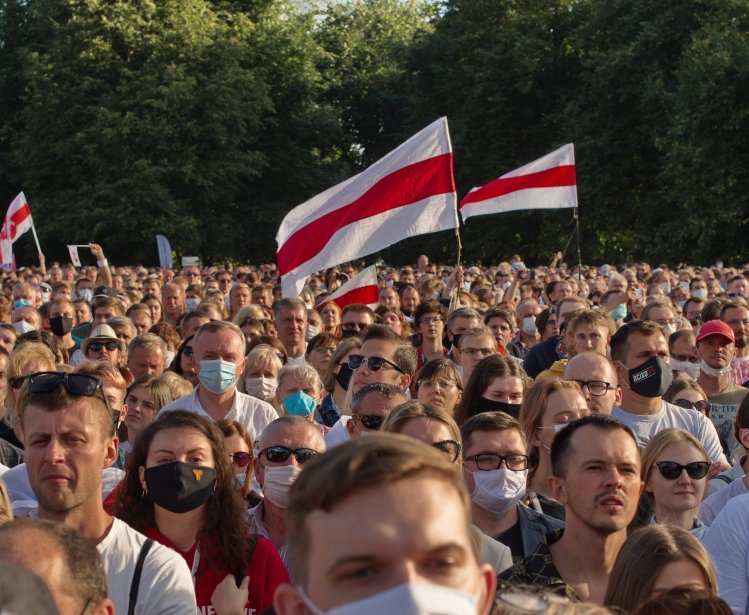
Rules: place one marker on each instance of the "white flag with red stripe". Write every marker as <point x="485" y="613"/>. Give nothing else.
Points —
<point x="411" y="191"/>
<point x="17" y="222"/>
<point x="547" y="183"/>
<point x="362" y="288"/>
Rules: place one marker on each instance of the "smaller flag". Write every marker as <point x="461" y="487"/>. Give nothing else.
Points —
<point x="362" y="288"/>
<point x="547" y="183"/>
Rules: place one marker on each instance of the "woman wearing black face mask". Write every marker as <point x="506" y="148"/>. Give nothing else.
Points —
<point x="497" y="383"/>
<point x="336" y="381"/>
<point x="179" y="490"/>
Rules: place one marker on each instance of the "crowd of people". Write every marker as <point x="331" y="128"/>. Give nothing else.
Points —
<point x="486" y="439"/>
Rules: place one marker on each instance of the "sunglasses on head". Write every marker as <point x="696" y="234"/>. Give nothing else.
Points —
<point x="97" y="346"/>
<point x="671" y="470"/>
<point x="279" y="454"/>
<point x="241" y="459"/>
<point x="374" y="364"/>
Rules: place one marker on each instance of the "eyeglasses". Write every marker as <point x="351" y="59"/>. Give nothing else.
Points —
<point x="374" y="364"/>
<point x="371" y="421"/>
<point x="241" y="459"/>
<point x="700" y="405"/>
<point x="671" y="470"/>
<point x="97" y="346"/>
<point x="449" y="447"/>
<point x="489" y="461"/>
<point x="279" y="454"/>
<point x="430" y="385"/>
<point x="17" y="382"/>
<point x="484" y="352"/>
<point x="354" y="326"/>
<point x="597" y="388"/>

—————

**WHAT YOU ARE ASKED TO DO:** Omitting all images, retype each line of the records precisely.

**ANSWER SPACE:**
Rules: place one marker on each instance of the "white flag with red stripe". Write every marker as <point x="485" y="613"/>. Give nothing else.
Points —
<point x="411" y="191"/>
<point x="17" y="222"/>
<point x="547" y="183"/>
<point x="362" y="288"/>
Rules: place one marker on each instance of the "smaller flag". Write every marker as <point x="461" y="487"/>. Give nothing else.
Points —
<point x="362" y="288"/>
<point x="547" y="183"/>
Rules: place one marker on each instance of the "woman wearing black face mask". Write every marker as <point x="506" y="148"/>. Give nothing else.
Points —
<point x="497" y="383"/>
<point x="336" y="381"/>
<point x="179" y="490"/>
Rules: place one marker on each instance of the "crowd of people". Write every marker as <point x="331" y="128"/>. Give nothing else.
Points —
<point x="486" y="439"/>
Rules: place one marker on each instance of the "sunglasses on head". Write every marker as <point x="696" y="234"/>. Give nothing else.
Points —
<point x="97" y="346"/>
<point x="671" y="470"/>
<point x="279" y="454"/>
<point x="241" y="459"/>
<point x="374" y="364"/>
Rules: place one marker on each instance of the "eyeglasses". Write every marker as <point x="351" y="59"/>. Give nothing else.
Points —
<point x="374" y="364"/>
<point x="371" y="421"/>
<point x="241" y="459"/>
<point x="700" y="405"/>
<point x="671" y="470"/>
<point x="97" y="346"/>
<point x="449" y="447"/>
<point x="489" y="461"/>
<point x="279" y="454"/>
<point x="430" y="385"/>
<point x="17" y="382"/>
<point x="484" y="352"/>
<point x="354" y="326"/>
<point x="597" y="388"/>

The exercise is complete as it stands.